Oleh: Tris Wijaya
(Ketua Yayasan Miftahul Hikam Panguragan Cirebon, Pengajar di Pondok Pesantren Mu’allimin Babakan Ciwaringin Cirebon dan Pondok Pesantren Darul Fikr Arjawinangun Cirebon)
HIRUK pikuk politik 2024 kian memanas di lapangan. Begitu yang saya alami di daerah. Transaksi-transaksi suara untuk pemenangan sulit dibendung akibat arus informasi dan teknologi sehingga masuk di telinga saya. Deal-dealan politik begitu dahsyatnya. Senyap, namun sangat tampak. Entah bagaimana pasca pesta demokrasi nanti. Apakah kita akan menerima efek yang baik atau kah hanya dampak buruk?
Miris memang, tapi apa dikata ini realitas nyata yang tidak bisa kita bantah. Kontrak-kontrak politik yang transaksional itu sudah pasti mengeliminasi sisi-sisi humanis. Situasi sosial seperti ini membuat saya tergerak memposting kegiatan mengaji iqra kepada anak-anak usia dini. Hal itu dilakukan sebagai penegas posisi santri di pusaran politik 2024 yang sedang menghempas nilai-nilai kemanusiaan. Di sinilah, menurut saya tantangan santri dalam perpolitikan. Bagaimana seharusnya santri bersikap?
Fatwa kiai dampar
Saya teringat dengan fatwa pengasuh Pondok Pesantren Mu’allimin Babakan Ciwaringin Cirebon, KH. Muhammad Amin Halim, Kiai Pondok Pesantren Mu’allimin yang pada suatu kesempatan pernah mengatakan, “Ngaji dadi wong pinter, salat jama’ah dadi wong bener, urip pinter bae nipu, urip bener bae ditipu, urip aja nipu lan aja ditipu” yang artinya kurang lebih demikian “Ngaji biar jadi orang pintar, salat jamaah biar jadi orang bener, hidup pinter terus banyak yang nipu, hidup benar terus biasanya ditipu, hidup jangan menipu dan jangan ditipu,”
Dari fatwa itu, saya mengambil kesimpulan bahwa santri harus punya prinsip hidup yang baik, yakni yang tidak menipu dan tidak mudah ditipu.
Dalam konteks politik, tentu santri harus memiliki platform politik kebangsaan sebagaimana Gus Dur telah ajarkan kepada kita semua. Poros tengah kerap kali disebut istilah lazim dalam dunia perpolitkan Gus Dur. Apa dan bagaimana kita sebagai santri memaknai poros tengah itu?
Baca: Daftar Politikus Perempuan dalam Sejarah Peradaban Islam
Dalam hal ini, saya menafsirkan poros tengah dengan dampar (sebuah meja kotak persegi yang berfungsi sebagai penyanggah kitab kuning dalam kegiatan mengajarkan nilai-nilai agama untuk kebaikan hidup di dunia dan akhirat).

Butir identifikasi lokasi:

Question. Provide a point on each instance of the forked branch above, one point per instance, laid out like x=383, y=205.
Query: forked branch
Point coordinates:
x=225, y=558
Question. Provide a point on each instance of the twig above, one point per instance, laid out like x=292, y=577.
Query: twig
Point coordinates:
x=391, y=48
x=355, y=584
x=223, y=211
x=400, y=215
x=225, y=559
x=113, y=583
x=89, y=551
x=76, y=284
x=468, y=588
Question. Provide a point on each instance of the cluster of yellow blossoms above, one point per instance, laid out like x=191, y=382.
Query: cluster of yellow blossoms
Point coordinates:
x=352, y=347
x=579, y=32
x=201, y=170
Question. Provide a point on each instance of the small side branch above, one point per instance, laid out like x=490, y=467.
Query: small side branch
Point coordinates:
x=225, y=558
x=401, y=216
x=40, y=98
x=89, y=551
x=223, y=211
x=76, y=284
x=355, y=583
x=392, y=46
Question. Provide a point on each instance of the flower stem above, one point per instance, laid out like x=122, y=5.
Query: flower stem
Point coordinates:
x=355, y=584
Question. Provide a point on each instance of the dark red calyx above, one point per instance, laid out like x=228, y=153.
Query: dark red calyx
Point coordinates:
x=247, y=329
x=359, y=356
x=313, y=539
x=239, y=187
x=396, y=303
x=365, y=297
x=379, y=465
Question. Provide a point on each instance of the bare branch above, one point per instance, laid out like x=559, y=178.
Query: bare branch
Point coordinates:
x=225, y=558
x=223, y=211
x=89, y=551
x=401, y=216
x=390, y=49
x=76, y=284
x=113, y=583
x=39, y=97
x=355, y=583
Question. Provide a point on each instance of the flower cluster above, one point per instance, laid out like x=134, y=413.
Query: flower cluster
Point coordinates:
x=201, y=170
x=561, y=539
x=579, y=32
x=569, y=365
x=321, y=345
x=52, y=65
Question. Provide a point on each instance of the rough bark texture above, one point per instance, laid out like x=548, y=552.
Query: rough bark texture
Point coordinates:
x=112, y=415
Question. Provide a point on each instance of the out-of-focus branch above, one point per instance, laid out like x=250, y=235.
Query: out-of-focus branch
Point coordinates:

**SOAL TERTULIS**: Tuliskan semua nama orang yang disebutkan dalam teks tentang sikap santri dalam politik 2024.

**JAWABAN TERTULIS**:
- Tris Wijaya
- KH. Muhammad Amin Halim
- Gus Dur